Set problem:
Can you copy out every one of the rows below word for word, without changing anything?

□ □ □ □ □ □ □

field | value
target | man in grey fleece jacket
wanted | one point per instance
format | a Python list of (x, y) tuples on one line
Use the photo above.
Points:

□ □ □ □ □ □ □

Written reply:
field | value
target | man in grey fleece jacket
wanted | one point per instance
format | a Python list of (x, y) tuples on one line
Use the photo above.
Points:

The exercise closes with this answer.